§ **SET TASK**
Please copy the listing below word for word, starting at the line that contains "out the backpack" and ending with the last line of the listing.

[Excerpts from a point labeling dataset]
================================

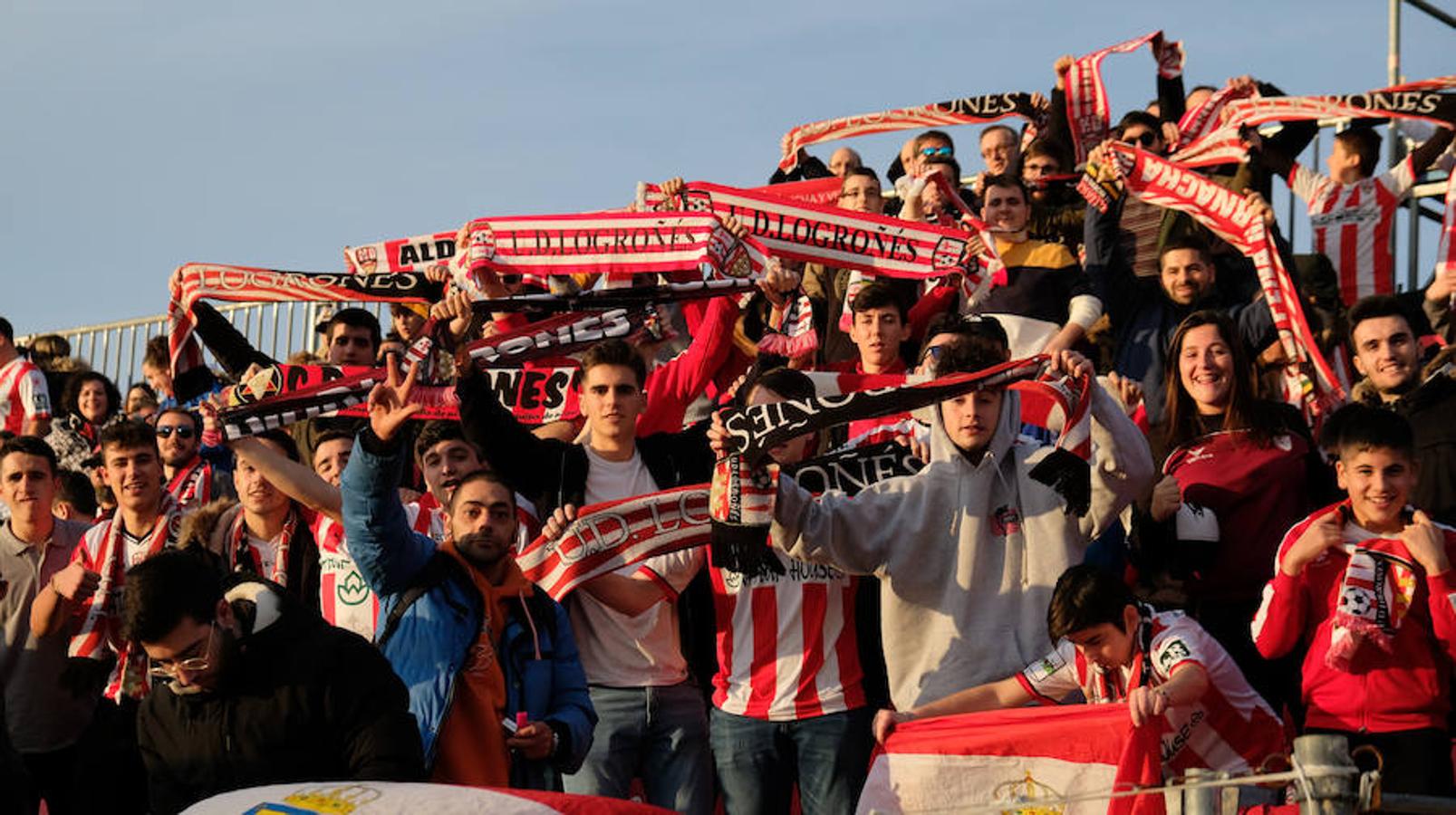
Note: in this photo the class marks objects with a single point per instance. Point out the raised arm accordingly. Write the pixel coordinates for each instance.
(386, 551)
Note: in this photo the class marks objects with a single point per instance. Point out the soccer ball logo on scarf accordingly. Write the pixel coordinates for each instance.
(950, 255)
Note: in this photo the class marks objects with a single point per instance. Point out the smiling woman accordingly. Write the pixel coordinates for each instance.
(1240, 470)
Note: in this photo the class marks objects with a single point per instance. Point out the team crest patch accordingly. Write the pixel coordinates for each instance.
(1171, 652)
(1045, 668)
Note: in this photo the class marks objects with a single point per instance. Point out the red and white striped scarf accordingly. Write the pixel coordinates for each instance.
(1228, 215)
(1446, 254)
(1206, 118)
(1062, 405)
(609, 244)
(1222, 141)
(434, 249)
(1088, 110)
(100, 632)
(192, 484)
(246, 284)
(834, 236)
(244, 558)
(966, 110)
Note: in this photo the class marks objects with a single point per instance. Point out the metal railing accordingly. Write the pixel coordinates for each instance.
(277, 330)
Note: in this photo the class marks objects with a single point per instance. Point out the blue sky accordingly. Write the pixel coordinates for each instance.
(273, 134)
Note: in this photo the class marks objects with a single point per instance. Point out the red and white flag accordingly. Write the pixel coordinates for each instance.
(1066, 759)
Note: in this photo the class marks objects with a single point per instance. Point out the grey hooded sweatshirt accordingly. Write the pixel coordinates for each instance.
(967, 553)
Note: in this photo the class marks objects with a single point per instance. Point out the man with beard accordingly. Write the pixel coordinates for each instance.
(256, 690)
(44, 724)
(265, 533)
(83, 599)
(1386, 354)
(191, 479)
(494, 677)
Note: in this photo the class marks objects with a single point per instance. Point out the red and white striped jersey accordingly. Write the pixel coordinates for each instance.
(1229, 729)
(22, 395)
(344, 597)
(1352, 225)
(786, 644)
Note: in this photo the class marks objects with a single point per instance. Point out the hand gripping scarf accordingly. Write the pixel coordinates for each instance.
(1229, 216)
(421, 252)
(744, 486)
(966, 110)
(609, 536)
(100, 632)
(834, 236)
(245, 284)
(1088, 110)
(1222, 140)
(1374, 596)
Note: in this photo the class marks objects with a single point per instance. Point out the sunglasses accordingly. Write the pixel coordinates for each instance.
(1144, 139)
(194, 666)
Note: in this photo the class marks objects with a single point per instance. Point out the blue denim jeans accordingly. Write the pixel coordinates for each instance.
(759, 762)
(655, 734)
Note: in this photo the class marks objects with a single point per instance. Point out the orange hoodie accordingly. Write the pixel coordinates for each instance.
(472, 741)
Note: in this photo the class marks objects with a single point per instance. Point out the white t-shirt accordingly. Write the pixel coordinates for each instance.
(642, 651)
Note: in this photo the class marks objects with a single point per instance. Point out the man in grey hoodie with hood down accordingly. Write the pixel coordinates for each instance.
(970, 548)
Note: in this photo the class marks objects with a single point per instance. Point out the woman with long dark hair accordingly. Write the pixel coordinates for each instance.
(1239, 472)
(91, 403)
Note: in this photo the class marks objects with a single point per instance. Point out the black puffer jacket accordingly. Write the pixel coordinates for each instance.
(304, 700)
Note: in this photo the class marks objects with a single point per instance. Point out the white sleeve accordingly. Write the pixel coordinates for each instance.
(1053, 677)
(35, 398)
(1400, 179)
(671, 570)
(1307, 182)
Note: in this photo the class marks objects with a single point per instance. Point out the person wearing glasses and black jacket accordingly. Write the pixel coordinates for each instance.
(256, 688)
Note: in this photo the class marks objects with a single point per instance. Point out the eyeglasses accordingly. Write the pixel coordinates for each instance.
(932, 354)
(168, 670)
(1144, 139)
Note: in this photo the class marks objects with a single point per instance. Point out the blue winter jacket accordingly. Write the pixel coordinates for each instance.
(537, 652)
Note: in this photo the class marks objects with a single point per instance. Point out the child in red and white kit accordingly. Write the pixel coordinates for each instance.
(1367, 584)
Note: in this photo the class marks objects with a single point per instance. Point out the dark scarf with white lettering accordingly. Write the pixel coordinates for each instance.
(245, 284)
(966, 110)
(744, 484)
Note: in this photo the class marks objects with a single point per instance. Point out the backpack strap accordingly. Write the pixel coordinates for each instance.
(439, 570)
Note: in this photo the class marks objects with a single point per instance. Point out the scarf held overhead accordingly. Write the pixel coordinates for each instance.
(609, 536)
(609, 244)
(1229, 216)
(837, 237)
(1088, 110)
(966, 110)
(245, 284)
(1220, 140)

================================

§ **REPLY TO THE EXERCISE**
Note: in this photo the class marks objects with a single point per instance. Point out the backpack strap accordingly. Write the pixel coordinates for each instance.
(439, 570)
Note: in this photo the class marks objects with a single point per instance. Point out the scarf held overhead accordingly. Write the pixel coordinates for each instance.
(609, 536)
(609, 244)
(1229, 216)
(837, 237)
(1088, 110)
(966, 110)
(245, 284)
(1220, 140)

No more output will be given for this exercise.